▶ _EXERCISE INSTRUCTIONS_:
Please copy exactly the lines that begin with the one containing "of the black" and end with the last line of the entries.

= = = =

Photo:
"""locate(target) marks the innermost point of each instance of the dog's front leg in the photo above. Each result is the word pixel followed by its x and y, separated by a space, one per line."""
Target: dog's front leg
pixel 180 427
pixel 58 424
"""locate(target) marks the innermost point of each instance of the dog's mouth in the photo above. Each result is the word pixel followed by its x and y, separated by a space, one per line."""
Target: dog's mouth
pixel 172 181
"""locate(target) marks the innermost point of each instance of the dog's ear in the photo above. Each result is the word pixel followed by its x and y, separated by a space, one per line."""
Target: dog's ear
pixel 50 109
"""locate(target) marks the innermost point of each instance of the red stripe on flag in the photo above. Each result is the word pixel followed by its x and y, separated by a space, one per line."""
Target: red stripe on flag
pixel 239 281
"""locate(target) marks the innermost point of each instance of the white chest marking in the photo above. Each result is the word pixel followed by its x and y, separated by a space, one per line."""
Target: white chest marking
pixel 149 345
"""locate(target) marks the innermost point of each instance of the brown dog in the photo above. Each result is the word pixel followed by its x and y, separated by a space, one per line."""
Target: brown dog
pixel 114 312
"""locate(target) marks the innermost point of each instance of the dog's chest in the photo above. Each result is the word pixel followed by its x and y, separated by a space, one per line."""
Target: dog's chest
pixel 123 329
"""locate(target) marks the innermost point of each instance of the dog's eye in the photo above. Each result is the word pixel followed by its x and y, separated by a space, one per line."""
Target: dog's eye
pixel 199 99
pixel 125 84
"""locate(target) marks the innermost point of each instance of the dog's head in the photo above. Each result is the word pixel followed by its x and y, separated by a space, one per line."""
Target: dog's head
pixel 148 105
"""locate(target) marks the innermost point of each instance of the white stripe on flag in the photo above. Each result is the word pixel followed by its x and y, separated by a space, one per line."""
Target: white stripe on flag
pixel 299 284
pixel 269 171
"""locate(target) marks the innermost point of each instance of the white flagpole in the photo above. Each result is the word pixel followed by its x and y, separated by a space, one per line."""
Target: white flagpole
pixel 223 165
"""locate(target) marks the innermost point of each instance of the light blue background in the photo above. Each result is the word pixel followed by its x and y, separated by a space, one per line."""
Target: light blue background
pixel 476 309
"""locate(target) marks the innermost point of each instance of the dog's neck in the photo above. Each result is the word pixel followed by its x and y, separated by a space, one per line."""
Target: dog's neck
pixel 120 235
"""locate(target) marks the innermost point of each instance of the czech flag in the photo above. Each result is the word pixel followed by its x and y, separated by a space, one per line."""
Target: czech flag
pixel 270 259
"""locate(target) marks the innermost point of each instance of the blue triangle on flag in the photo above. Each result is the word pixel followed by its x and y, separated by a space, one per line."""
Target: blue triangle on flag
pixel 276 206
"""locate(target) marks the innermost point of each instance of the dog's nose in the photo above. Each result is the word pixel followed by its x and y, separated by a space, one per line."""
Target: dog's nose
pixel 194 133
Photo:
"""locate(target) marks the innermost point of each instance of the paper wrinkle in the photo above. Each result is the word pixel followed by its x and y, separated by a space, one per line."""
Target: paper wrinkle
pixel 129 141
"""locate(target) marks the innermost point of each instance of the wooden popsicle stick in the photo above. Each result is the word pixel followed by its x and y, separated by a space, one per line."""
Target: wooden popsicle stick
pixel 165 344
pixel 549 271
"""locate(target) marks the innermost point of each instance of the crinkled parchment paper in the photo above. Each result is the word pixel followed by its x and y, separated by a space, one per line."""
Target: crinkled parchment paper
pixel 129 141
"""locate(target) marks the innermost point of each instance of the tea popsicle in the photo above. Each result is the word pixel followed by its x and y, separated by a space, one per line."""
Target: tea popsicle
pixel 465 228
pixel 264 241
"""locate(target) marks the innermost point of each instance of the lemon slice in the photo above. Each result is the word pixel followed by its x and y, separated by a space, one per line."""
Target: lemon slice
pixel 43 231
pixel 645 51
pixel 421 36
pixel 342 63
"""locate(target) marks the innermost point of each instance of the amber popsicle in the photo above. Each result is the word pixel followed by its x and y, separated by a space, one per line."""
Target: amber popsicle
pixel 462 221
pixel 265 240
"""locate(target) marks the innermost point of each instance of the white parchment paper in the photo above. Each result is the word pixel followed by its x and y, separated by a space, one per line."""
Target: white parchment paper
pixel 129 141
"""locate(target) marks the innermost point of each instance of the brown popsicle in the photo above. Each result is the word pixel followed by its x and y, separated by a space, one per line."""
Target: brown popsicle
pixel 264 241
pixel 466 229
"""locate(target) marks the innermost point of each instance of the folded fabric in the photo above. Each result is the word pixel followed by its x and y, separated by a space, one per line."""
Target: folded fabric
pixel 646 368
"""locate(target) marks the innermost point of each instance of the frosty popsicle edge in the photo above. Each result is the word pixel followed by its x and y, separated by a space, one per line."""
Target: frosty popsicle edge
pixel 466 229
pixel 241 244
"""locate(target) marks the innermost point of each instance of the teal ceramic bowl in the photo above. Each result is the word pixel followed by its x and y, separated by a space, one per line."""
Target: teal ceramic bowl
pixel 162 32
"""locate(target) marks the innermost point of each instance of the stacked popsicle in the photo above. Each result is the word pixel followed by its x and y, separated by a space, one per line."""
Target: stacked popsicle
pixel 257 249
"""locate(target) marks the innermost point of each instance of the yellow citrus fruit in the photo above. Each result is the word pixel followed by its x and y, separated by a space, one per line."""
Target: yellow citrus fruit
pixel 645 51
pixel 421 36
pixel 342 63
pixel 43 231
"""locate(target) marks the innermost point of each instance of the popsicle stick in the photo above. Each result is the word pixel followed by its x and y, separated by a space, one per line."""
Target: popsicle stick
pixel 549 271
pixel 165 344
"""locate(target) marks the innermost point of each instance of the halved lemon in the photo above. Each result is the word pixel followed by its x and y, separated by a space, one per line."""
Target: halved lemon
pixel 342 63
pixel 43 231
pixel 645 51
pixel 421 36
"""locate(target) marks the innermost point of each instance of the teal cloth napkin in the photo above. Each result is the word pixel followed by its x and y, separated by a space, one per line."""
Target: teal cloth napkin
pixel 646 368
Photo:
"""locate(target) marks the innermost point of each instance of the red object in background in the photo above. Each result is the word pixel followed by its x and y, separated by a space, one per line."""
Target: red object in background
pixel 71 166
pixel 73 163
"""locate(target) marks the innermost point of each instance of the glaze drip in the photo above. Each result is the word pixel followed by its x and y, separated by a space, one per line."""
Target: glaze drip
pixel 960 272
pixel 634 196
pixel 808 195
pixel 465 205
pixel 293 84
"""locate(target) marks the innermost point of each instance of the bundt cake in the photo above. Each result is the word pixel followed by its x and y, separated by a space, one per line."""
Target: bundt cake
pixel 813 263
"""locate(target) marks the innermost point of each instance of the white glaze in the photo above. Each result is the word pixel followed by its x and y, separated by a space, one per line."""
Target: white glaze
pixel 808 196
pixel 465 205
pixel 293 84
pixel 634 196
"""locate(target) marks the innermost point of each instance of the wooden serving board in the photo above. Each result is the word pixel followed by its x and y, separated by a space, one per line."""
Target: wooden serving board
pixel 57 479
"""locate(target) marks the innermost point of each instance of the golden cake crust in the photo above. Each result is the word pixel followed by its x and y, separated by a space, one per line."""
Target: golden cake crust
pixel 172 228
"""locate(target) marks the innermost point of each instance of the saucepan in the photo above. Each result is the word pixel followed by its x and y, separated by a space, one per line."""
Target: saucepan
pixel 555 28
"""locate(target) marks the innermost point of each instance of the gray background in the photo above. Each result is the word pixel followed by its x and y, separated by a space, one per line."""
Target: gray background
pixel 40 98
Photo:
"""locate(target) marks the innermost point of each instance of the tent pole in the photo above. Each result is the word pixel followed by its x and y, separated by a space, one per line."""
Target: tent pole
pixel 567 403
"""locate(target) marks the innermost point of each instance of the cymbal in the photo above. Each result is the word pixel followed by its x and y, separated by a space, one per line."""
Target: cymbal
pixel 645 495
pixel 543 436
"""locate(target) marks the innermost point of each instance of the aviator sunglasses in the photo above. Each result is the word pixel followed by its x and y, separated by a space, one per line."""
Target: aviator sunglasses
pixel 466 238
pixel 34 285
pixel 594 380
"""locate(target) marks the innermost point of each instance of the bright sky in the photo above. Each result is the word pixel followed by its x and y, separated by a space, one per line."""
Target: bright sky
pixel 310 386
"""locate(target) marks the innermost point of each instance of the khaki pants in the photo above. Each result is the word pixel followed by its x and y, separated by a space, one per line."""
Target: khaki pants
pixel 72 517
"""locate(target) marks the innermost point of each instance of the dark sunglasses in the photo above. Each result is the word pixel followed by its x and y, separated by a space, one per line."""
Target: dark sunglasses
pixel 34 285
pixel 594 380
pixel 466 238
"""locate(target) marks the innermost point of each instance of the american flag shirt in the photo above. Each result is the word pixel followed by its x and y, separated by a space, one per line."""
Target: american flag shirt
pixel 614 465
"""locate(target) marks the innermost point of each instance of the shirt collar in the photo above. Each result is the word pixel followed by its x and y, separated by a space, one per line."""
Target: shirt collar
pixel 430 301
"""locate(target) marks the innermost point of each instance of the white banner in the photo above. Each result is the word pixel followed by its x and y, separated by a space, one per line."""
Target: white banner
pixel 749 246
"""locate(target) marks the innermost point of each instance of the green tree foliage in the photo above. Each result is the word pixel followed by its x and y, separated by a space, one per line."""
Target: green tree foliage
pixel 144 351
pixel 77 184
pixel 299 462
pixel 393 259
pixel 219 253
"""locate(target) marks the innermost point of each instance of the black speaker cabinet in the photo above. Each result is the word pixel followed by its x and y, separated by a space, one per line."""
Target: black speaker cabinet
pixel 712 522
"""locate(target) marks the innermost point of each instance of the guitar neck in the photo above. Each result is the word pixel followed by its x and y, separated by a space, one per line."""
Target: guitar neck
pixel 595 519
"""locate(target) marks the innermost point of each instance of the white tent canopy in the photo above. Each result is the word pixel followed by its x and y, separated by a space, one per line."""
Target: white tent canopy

= = = =

▶ _TASK OUTPUT_:
"""locate(target) marks the innermost point of each instance of the black speaker cabinet in the photo above. Each result is the word pixel followed by its x and y, separated by a space, one per line."""
Target: black speaker cabinet
pixel 712 522
"""locate(target) marks the innermost point of each instance of the guitar neck in the photo above. Each result is the word pixel followed by its x and y, separated by a space, one per line."""
Target: guitar neck
pixel 595 519
"""locate(target) marks the innermost point of each instance of the white tent canopy in the photo above. Each result is the word pixel followed by its x and y, separated by a space, one per line."""
Target: white tent canopy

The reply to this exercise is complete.